REQUIREMENTS: Count the lines in the records below that contain the string "bill", treating uppercase and lowercase as different. Reply with the number alone.

═══ TASK DATA

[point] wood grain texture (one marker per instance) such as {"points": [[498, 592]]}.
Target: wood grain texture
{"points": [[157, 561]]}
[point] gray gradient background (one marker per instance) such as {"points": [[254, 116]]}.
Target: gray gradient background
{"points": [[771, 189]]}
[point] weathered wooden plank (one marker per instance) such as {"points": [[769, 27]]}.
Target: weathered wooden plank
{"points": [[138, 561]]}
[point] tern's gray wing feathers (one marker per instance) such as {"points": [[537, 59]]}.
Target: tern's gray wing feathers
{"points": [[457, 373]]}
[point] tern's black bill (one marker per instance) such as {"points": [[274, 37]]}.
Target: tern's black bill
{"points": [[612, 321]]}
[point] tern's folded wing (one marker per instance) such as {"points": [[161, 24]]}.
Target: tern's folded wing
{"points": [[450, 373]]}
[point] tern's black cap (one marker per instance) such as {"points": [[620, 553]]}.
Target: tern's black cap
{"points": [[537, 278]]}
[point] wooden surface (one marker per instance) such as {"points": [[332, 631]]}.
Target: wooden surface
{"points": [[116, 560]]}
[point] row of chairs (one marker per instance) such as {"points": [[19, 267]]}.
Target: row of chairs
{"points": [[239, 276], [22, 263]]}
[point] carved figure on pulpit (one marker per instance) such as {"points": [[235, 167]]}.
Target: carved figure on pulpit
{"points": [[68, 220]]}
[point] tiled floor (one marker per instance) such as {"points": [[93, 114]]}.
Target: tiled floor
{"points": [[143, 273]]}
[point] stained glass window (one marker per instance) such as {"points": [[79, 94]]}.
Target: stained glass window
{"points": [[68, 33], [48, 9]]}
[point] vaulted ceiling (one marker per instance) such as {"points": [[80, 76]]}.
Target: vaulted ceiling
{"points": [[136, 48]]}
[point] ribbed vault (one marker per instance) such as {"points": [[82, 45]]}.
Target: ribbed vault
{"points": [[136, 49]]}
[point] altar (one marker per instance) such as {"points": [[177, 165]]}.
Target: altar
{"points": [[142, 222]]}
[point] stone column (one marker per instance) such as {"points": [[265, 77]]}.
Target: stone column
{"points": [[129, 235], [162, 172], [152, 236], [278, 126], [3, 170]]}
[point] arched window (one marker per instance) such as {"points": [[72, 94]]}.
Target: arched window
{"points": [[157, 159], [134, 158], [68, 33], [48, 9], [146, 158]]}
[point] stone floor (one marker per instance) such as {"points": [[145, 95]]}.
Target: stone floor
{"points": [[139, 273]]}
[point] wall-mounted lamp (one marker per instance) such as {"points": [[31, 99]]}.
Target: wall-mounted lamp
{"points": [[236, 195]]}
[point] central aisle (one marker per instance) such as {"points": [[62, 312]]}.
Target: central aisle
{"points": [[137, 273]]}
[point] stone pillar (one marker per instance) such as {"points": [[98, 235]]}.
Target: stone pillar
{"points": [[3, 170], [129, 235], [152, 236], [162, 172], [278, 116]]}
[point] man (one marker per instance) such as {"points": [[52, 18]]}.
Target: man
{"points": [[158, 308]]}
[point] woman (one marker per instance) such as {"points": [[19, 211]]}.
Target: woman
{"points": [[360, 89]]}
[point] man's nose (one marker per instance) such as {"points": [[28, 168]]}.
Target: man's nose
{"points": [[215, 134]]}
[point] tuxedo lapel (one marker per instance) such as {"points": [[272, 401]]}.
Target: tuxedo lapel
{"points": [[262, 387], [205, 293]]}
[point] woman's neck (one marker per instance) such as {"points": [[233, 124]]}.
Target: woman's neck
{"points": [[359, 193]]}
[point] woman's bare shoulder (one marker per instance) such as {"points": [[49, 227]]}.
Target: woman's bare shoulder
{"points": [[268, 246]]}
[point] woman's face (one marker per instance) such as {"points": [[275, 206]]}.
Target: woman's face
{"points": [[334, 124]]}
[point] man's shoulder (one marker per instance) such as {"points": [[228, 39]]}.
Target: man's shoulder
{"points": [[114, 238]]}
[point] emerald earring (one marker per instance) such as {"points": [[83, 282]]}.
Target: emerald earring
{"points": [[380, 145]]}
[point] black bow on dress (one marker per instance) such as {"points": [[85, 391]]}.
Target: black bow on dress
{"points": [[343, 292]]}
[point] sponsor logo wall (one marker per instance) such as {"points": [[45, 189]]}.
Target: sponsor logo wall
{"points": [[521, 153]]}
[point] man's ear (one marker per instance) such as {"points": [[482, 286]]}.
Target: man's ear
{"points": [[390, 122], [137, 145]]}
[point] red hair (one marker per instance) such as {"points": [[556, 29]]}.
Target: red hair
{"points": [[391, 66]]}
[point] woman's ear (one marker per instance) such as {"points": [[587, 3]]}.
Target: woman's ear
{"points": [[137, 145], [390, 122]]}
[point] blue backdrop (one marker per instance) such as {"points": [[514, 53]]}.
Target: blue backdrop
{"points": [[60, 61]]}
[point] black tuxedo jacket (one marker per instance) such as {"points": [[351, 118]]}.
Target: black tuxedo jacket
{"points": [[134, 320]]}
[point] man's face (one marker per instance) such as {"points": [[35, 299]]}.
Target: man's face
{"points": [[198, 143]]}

══════
═══ TASK DATA

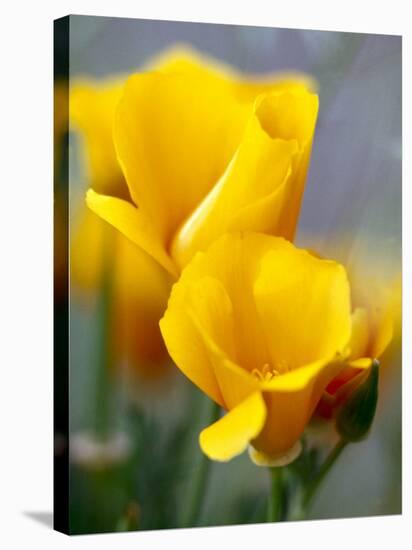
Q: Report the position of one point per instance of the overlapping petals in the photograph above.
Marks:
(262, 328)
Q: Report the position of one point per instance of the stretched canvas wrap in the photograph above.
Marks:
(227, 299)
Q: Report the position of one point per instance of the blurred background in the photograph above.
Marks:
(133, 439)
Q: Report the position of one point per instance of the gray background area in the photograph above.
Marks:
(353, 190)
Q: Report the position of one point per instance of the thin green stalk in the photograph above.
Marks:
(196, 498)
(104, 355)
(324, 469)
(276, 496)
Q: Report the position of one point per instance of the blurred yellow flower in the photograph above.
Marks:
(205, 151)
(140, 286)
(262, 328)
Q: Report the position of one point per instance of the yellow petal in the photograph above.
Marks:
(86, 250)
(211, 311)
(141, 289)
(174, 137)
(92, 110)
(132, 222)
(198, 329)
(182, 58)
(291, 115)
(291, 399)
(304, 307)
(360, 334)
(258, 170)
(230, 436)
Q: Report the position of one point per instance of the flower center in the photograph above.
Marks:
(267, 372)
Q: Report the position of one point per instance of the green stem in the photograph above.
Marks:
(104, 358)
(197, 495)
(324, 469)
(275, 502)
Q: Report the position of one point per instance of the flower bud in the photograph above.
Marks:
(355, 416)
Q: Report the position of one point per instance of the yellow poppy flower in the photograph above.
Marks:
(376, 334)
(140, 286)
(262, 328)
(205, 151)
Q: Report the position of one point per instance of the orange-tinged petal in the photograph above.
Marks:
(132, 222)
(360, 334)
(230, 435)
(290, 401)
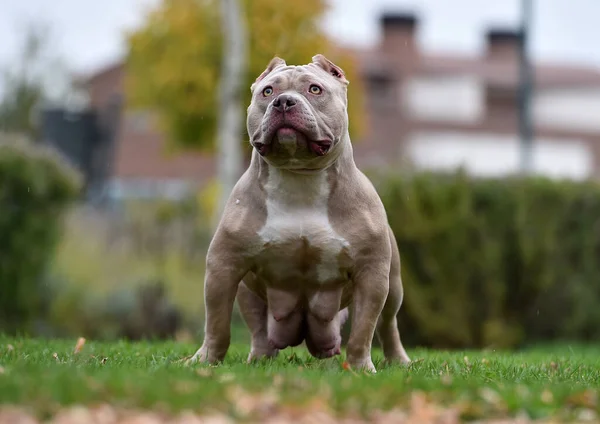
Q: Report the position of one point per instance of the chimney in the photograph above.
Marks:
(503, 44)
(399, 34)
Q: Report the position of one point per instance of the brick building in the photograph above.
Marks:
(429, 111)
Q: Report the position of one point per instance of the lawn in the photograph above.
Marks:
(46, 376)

══════
═══ TASK DATA

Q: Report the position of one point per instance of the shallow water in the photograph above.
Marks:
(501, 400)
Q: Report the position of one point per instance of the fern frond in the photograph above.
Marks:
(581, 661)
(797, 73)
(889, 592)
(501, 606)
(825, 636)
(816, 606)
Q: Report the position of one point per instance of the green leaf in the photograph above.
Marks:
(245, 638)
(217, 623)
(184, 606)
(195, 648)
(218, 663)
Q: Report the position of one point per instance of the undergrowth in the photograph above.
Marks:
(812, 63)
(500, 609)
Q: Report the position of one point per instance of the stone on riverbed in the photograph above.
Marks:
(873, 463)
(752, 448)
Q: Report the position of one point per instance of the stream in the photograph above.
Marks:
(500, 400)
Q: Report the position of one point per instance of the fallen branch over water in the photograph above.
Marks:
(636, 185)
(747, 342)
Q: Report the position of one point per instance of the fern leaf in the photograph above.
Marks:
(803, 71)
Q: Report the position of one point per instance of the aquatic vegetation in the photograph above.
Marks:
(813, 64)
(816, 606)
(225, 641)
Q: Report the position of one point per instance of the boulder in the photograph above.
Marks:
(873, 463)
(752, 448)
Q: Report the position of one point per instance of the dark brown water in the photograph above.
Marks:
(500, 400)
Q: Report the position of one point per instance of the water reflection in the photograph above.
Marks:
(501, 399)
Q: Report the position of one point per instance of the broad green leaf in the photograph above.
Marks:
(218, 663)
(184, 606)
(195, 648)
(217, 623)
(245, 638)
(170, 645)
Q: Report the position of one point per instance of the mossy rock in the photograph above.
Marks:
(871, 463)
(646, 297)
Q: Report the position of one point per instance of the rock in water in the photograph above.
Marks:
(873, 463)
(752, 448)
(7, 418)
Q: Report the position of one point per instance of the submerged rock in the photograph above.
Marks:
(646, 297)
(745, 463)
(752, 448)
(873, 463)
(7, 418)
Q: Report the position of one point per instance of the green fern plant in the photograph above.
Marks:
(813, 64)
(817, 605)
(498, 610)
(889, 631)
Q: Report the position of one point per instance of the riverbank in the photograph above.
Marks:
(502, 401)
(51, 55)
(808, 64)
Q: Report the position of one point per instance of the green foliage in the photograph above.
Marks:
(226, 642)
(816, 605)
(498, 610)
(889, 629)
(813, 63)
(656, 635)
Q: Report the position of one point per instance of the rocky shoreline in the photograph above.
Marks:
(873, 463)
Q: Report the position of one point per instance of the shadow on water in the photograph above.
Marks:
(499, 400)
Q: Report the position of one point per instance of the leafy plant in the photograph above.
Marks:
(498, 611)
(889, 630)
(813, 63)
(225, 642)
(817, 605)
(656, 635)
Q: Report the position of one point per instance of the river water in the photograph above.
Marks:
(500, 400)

══════

SOLUTION FOR THIS TASK: 2